=== Data for the task ===

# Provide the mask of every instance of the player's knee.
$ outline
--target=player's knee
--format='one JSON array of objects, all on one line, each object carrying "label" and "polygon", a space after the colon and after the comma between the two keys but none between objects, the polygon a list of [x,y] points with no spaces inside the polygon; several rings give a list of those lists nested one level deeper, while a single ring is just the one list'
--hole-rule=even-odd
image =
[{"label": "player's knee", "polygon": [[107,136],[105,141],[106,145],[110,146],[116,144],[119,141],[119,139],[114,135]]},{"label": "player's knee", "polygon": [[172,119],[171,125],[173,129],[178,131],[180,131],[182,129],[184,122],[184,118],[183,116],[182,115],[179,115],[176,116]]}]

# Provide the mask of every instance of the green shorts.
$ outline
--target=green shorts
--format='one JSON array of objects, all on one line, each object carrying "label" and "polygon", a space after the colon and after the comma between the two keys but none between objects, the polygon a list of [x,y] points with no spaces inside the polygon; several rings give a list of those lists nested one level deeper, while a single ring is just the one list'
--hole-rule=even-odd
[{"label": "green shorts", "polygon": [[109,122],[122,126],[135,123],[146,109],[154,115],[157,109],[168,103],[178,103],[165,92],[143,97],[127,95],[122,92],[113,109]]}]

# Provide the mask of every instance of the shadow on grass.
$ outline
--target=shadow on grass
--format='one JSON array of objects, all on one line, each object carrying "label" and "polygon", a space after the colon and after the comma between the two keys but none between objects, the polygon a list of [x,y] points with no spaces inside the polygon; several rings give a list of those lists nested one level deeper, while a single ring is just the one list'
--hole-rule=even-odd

=== Description of the task ===
Rewrite the stretch of rows from the line containing "# Provide the mask of every instance of the green" through the line containing "--target=green shorts", changing "green shorts" to "red shorts" and keeping everything else the same.

=== Reply ===
# Provide the mask of every instance of the red shorts.
$ outline
--target=red shorts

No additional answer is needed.